The first button on the toolbar can toggle the visibility of the sidebar. You can also hit the S key on your keyboard to do the same thing. The GitBook style can remember the visibility status of the sidebar, e.g., if you closed the sidebar, it will remain closed the next time you open the book. In fact, the GitBook style remembers many other settings as well, such as the search keyword and the font settings.

The second button on the toolbar is the search button. Its keyboard shortcut is F (Find). When the button is clicked, you will see a search box at the top of the sidebar. As you type in the box, the TOC will be filtered to display the sections that match the search keyword. Now you can use the arrow keys Up/Down to highlight the next keyword on the current page. When you click the search button again (or hit F outside the search box), the search keyword will be emptied and the search box will be hidden. To disable searching, set the option search: no in config.

The third button is for font/theme settings. You can change the font size (bigger or smaller), the font family (serif or sans serif), and the theme (White, Sepia, or Night). These settings can be changed via the fontsettings option.

The edit option is the same as the option mentioned in Section \@ref(configuration). If it is not empty, an edit button will be added to the toolbar. This was designed for potential contributors to the book to contribute by editing the book on GitHub after clicking the button and sending pull requests.

If your book has other output formats for readers to download, you may provide the download option so that a download button can be added to the toolbar. This option takes either a character vector, or a list of character vectors with the length of each vector being 2. When it is a character vector, it should be either a vector of filenames, or filename extensions, e.g., both of the following settings are okay:

    download: ["book.pdf", "book.epub"]
    download: ["pdf", "epub", "mobi"]

When you only provide the filename extensions, the filename is derived from the book filename of the configuration file _bookdown.yml (Section \@ref(configuration)). When download is null, gitbook() will look for PDF, EPUB, and MOBI files in the book output directory, and automatically add them to the download option. If you just want to suppress the download button, use download: no. All files for readers to download will be displayed in a drop-down menu, and the filename extensions are used as the menu text. When the only available format for readers to download is PDF, the download button will be a single PDF button instead of a drop-down menu.

Point labeling dataset excerpts.
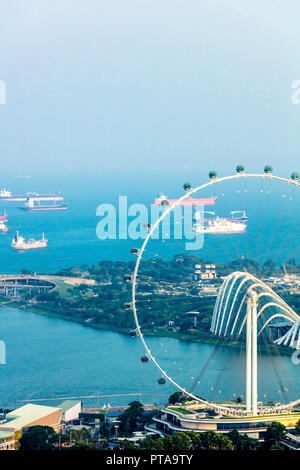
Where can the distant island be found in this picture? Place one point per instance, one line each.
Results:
(167, 291)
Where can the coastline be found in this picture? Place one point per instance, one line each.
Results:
(204, 339)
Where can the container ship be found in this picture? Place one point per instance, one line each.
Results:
(20, 244)
(209, 201)
(7, 196)
(42, 204)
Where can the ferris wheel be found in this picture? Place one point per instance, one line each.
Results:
(254, 228)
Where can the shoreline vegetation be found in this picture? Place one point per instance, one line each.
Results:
(166, 292)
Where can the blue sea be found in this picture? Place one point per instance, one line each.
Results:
(49, 357)
(273, 227)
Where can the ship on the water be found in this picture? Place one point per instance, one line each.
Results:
(209, 201)
(7, 196)
(37, 203)
(3, 221)
(3, 227)
(220, 225)
(3, 217)
(19, 243)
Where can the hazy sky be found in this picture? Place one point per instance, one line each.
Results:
(154, 85)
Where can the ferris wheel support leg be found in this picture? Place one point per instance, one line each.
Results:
(248, 358)
(254, 352)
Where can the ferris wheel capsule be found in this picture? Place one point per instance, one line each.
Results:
(161, 381)
(295, 176)
(212, 175)
(164, 203)
(268, 169)
(187, 187)
(240, 169)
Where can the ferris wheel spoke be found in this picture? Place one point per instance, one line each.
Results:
(215, 246)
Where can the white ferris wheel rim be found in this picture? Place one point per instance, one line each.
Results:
(222, 409)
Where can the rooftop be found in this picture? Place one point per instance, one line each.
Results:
(25, 415)
(68, 404)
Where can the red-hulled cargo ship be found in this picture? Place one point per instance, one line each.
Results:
(210, 201)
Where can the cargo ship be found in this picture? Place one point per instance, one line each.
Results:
(209, 201)
(3, 227)
(3, 217)
(38, 204)
(7, 196)
(219, 225)
(20, 244)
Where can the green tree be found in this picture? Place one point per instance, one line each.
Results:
(38, 438)
(130, 418)
(274, 434)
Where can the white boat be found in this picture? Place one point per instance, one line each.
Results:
(19, 243)
(220, 225)
(3, 227)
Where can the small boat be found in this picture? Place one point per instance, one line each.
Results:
(31, 206)
(3, 227)
(3, 217)
(209, 201)
(19, 243)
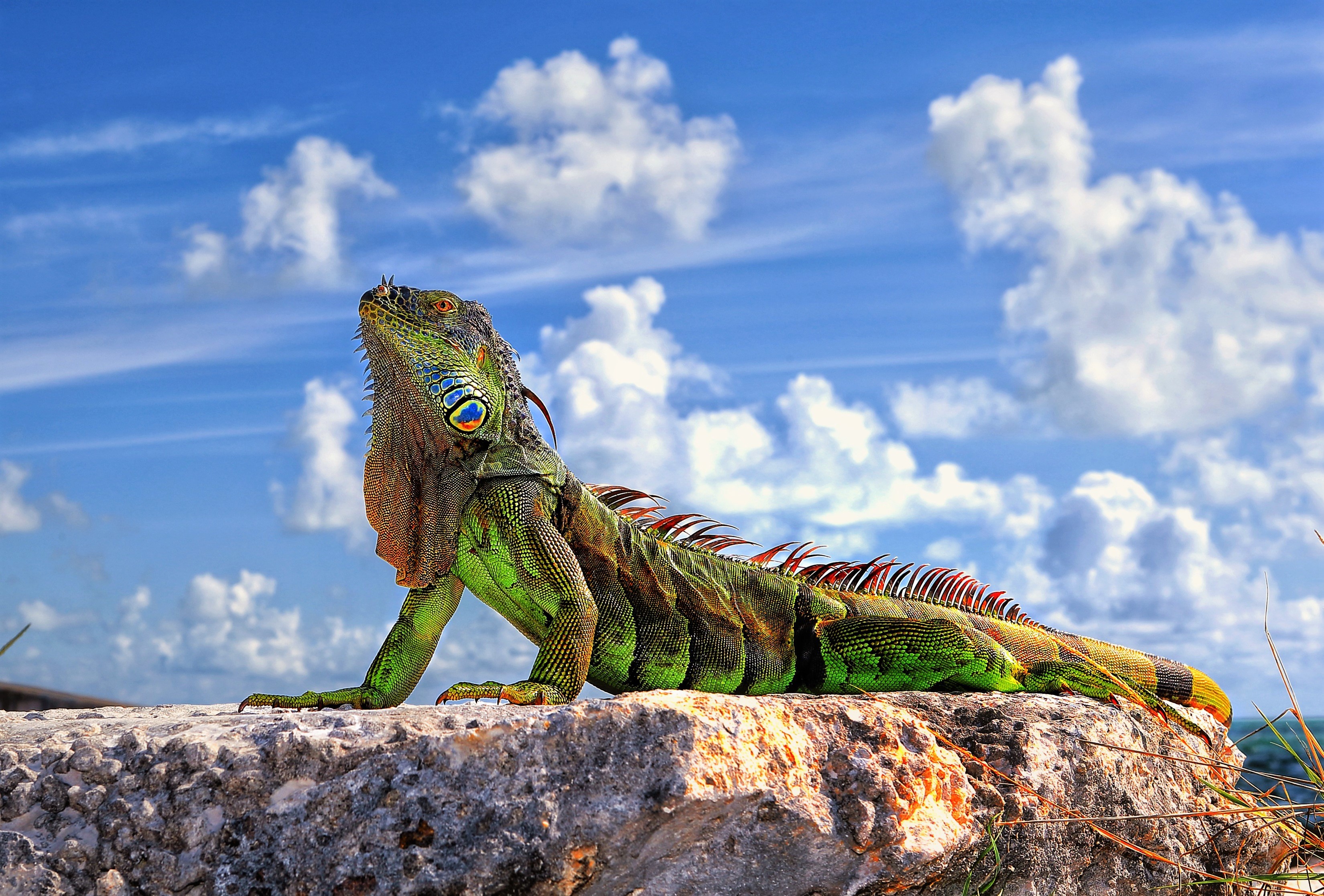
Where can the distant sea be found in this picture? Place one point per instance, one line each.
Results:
(1265, 754)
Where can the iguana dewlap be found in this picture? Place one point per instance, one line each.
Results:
(464, 493)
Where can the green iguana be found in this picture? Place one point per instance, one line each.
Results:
(464, 493)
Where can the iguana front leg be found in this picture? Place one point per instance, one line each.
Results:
(400, 664)
(546, 573)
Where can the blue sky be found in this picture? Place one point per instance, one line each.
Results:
(1031, 289)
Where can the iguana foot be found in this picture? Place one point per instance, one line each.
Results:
(358, 698)
(520, 693)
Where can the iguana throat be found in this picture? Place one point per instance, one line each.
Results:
(448, 411)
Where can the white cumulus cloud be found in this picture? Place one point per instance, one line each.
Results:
(954, 408)
(596, 152)
(16, 515)
(1157, 307)
(231, 628)
(329, 496)
(296, 212)
(206, 254)
(613, 375)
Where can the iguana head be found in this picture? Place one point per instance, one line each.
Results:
(440, 355)
(448, 409)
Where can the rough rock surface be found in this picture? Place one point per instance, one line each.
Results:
(649, 793)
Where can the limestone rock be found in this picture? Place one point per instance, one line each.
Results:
(649, 793)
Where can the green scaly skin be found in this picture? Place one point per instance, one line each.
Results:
(464, 493)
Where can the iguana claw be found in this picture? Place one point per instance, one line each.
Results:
(520, 693)
(358, 698)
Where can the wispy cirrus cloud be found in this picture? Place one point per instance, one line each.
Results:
(136, 134)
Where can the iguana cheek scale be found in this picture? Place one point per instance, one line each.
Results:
(464, 493)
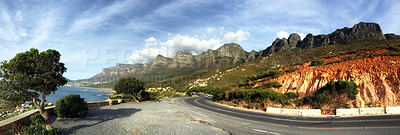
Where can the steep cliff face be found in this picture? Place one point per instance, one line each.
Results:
(360, 31)
(226, 55)
(378, 79)
(161, 62)
(112, 73)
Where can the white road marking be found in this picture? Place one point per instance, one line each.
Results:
(281, 119)
(263, 131)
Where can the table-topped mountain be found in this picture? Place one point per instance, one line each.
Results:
(185, 63)
(227, 55)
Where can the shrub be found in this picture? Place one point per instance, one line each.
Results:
(290, 95)
(122, 96)
(291, 70)
(274, 73)
(331, 90)
(251, 78)
(271, 84)
(36, 119)
(395, 48)
(317, 62)
(35, 128)
(71, 106)
(39, 130)
(189, 93)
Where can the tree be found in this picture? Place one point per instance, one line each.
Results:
(32, 73)
(129, 85)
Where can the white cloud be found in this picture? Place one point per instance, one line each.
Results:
(151, 42)
(236, 37)
(145, 55)
(211, 29)
(282, 34)
(191, 44)
(93, 18)
(174, 44)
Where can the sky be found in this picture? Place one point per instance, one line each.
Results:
(95, 34)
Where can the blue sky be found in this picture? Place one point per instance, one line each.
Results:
(94, 34)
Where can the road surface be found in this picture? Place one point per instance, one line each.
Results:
(239, 121)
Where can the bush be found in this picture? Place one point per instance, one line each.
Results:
(122, 96)
(290, 95)
(271, 84)
(251, 78)
(274, 73)
(129, 86)
(291, 70)
(39, 130)
(317, 62)
(71, 106)
(35, 128)
(36, 119)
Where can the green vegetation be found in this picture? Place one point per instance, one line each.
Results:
(271, 84)
(122, 96)
(130, 86)
(332, 90)
(291, 70)
(71, 106)
(394, 48)
(30, 73)
(36, 119)
(317, 62)
(36, 128)
(290, 95)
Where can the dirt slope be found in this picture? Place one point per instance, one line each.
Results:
(377, 77)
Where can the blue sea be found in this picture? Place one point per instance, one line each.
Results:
(91, 95)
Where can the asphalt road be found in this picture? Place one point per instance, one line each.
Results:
(238, 121)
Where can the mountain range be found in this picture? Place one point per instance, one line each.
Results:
(184, 63)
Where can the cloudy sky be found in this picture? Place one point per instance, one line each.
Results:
(94, 34)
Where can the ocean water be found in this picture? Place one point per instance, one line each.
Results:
(91, 95)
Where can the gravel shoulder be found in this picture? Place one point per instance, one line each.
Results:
(166, 117)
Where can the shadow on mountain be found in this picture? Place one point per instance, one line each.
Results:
(95, 116)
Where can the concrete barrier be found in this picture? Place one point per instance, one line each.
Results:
(273, 110)
(97, 104)
(310, 112)
(344, 112)
(372, 111)
(8, 126)
(392, 110)
(291, 111)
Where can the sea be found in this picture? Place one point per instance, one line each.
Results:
(89, 94)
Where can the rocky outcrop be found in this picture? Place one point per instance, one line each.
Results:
(183, 60)
(360, 31)
(293, 40)
(113, 73)
(161, 62)
(226, 55)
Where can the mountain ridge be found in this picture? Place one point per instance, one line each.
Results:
(233, 54)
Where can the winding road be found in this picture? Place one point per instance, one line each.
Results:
(238, 121)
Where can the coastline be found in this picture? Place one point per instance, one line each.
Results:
(105, 90)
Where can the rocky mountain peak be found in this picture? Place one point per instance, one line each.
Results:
(161, 61)
(360, 31)
(182, 60)
(364, 30)
(293, 40)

Exercise tasks.
• A. Answer these questions using the GitBook toolbar text.
(i) Which keyboard key toggles the visibility of the sidebar?
(ii) What three themes can be chosen with the third toolbar button?
(iii) Which setting suppresses the download button?
• B. Copy out the GitBook toolbar text word for word, starting with "The third button" and going on through "the fontsettings option.".

Completed exercise.
• A.
(i) The S key.
(ii) White, Sepia, and Night.
(iii) download: no

• B.
The third button is for font/theme settings. You can change the font size (bigger or smaller), the font family (serif or sans serif), and the theme (White, Sepia, or Night). These settings can be changed via the fontsettings option.